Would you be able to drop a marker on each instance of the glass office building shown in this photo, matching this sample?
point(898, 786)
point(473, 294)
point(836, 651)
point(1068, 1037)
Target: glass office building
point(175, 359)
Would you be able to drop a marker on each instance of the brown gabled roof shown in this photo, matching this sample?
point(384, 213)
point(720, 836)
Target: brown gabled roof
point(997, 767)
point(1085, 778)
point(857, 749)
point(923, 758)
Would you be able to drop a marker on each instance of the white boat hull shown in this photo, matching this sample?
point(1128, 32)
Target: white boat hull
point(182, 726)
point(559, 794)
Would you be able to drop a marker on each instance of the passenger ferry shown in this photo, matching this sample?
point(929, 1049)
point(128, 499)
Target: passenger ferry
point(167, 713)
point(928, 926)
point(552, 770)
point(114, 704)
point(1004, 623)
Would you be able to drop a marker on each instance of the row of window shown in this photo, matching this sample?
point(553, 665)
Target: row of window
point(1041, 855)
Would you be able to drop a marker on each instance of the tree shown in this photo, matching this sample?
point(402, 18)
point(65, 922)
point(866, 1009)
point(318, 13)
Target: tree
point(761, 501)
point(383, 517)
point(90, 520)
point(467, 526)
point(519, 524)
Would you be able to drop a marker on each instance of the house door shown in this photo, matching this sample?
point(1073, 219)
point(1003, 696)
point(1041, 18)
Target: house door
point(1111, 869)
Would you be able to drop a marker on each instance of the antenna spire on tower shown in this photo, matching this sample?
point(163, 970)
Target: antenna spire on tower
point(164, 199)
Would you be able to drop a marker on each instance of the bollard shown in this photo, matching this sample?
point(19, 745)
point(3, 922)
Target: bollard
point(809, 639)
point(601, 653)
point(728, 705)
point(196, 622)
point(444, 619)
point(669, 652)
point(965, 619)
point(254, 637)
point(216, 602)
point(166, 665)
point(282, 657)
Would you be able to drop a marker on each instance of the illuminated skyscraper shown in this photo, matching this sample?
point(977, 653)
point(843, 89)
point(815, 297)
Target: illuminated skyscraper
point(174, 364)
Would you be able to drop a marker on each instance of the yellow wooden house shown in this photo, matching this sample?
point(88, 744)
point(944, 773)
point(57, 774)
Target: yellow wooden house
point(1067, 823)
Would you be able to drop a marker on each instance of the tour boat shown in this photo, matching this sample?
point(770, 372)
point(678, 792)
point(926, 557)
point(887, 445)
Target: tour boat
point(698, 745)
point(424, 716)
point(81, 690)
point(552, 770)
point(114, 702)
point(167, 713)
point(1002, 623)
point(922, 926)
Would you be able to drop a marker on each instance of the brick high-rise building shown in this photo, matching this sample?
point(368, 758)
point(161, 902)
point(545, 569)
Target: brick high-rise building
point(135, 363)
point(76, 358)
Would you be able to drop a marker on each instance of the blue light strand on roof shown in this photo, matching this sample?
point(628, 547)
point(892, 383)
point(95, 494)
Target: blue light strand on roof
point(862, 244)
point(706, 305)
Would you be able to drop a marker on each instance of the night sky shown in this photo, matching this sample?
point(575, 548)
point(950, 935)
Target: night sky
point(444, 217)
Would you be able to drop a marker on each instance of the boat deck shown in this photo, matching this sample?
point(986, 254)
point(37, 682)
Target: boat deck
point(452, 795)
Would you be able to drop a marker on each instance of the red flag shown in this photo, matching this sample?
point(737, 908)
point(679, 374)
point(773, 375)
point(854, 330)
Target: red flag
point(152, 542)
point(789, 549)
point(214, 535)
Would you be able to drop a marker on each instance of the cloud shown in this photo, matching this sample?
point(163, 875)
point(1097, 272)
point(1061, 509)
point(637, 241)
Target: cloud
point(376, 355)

- **Written instruction**
Please convert the records above into a Markdown table with two columns, Row and Line, giving each line of the records its own numbered row and leaving out any blank lines.

- **Result for this exercise**
| Row | Line |
|---|---|
| 1 | Would you be able to drop a marker on each instance of the glass office building shown in this photo, matching this sample? |
| 2 | point(898, 786) |
| 3 | point(473, 294) |
| 4 | point(836, 651) |
| 5 | point(1068, 1037) |
| 6 | Target: glass office building |
| 7 | point(175, 359) |
| 8 | Would you be able to drop a marker on each instance of the brown gabled roof shown in this photo, matching this sample? |
| 9 | point(384, 213) |
| 10 | point(720, 836) |
| 11 | Target: brown gabled roof |
| 12 | point(997, 767) |
| 13 | point(1085, 778) |
| 14 | point(857, 749) |
| 15 | point(923, 758) |
| 16 | Would you be able to drop a marker on each instance of the white boat hull shown in this photo, matching this sample? |
| 17 | point(1128, 32) |
| 18 | Target: white boat hull |
| 19 | point(182, 726) |
| 20 | point(559, 794) |
| 21 | Would you be able to drop a marker on each instance of the passenger ferry shown in this photo, matching this sample? |
| 22 | point(929, 1049) |
| 23 | point(128, 499) |
| 24 | Target: passenger ferry |
| 25 | point(167, 713) |
| 26 | point(928, 926) |
| 27 | point(552, 770) |
| 28 | point(114, 704) |
| 29 | point(1004, 623) |
| 30 | Would you be able to drop a marker on each instance of the row of window shown in this photo, matching this sample? |
| 31 | point(553, 665) |
| 32 | Target: row of window |
| 33 | point(1041, 855) |
| 34 | Would you be able to drop a marker on each instance of the tree shown in this photo, matching this sample? |
| 35 | point(402, 18) |
| 36 | point(65, 922) |
| 37 | point(866, 1009) |
| 38 | point(318, 13) |
| 39 | Target: tree |
| 40 | point(761, 501) |
| 41 | point(383, 517) |
| 42 | point(90, 520) |
| 43 | point(467, 526) |
| 44 | point(519, 524) |
| 45 | Would you be able to drop a marker on each instance of the house door shown in this photo, matching this sample? |
| 46 | point(1073, 219) |
| 47 | point(1003, 696) |
| 48 | point(1041, 18) |
| 49 | Target: house door |
| 50 | point(1111, 869) |
| 51 | Would you be able to drop a marker on each instance of the antenna spire on tower shown in this photo, matching this sample? |
| 52 | point(163, 970) |
| 53 | Target: antenna spire on tower |
| 54 | point(164, 199) |
| 55 | Would you be able to drop a marker on each instance of the bollard shown in this photo, matching this sample? |
| 56 | point(19, 745) |
| 57 | point(3, 922) |
| 58 | Target: bollard |
| 59 | point(809, 639) |
| 60 | point(601, 653) |
| 61 | point(728, 705) |
| 62 | point(196, 622) |
| 63 | point(444, 619) |
| 64 | point(669, 652) |
| 65 | point(965, 619) |
| 66 | point(254, 637) |
| 67 | point(216, 602) |
| 68 | point(166, 665) |
| 69 | point(282, 657) |
| 70 | Would you be able to drop a marker on each instance of the illuminated skyscraper shown in this photo, matching this sample? |
| 71 | point(977, 653) |
| 72 | point(843, 89) |
| 73 | point(815, 297) |
| 74 | Target: illuminated skyscraper |
| 75 | point(174, 364) |
| 76 | Would you be able to drop a marker on each instance of the yellow wooden house shown in this photo, matching this sample? |
| 77 | point(88, 744) |
| 78 | point(944, 773) |
| 79 | point(57, 774) |
| 80 | Target: yellow wooden house |
| 81 | point(1067, 823) |
| 82 | Would you be able to drop a marker on each instance of the tour boat shown in this photo, matching this sample? |
| 83 | point(770, 372) |
| 84 | point(678, 792) |
| 85 | point(926, 557) |
| 86 | point(887, 445) |
| 87 | Target: tour boat |
| 88 | point(698, 745) |
| 89 | point(424, 716) |
| 90 | point(81, 690) |
| 91 | point(552, 770) |
| 92 | point(114, 702) |
| 93 | point(167, 713) |
| 94 | point(1002, 623) |
| 95 | point(922, 926) |
| 96 | Would you be able to drop a marker on each instance of the brick high-rise building shown in this photo, matching this sample? |
| 97 | point(368, 758) |
| 98 | point(161, 902) |
| 99 | point(545, 569) |
| 100 | Target: brick high-rise building |
| 101 | point(135, 363) |
| 102 | point(76, 358) |
| 103 | Would you be able to drop a marker on each instance of the blue light strand on roof shown in this photo, matching this sample? |
| 104 | point(628, 547) |
| 105 | point(892, 383) |
| 106 | point(95, 494) |
| 107 | Target: blue light strand on roof |
| 108 | point(862, 244) |
| 109 | point(706, 305) |
| 110 | Would you be able to drop a marker on each instance of the night sky shown in this photo, matching this sample? |
| 111 | point(575, 548) |
| 112 | point(950, 935) |
| 113 | Target: night sky |
| 114 | point(444, 217) |
| 115 | Would you be able to drop a marker on each instance of the boat deck shown in this photo, matching this sample? |
| 116 | point(986, 254) |
| 117 | point(37, 682) |
| 118 | Target: boat deck |
| 119 | point(452, 795) |
| 120 | Would you be able to drop a marker on each instance of the red flag shown in this photo, matching this sample? |
| 121 | point(737, 908) |
| 122 | point(679, 374) |
| 123 | point(773, 375) |
| 124 | point(854, 330) |
| 125 | Target: red flag |
| 126 | point(152, 542) |
| 127 | point(789, 549) |
| 128 | point(214, 535) |
| 129 | Would you be able to drop a marker on each instance of the cloud shown in this photo, matching this sample? |
| 130 | point(163, 875) |
| 131 | point(1097, 272) |
| 132 | point(1061, 509) |
| 133 | point(637, 241) |
| 134 | Target: cloud |
| 135 | point(376, 355) |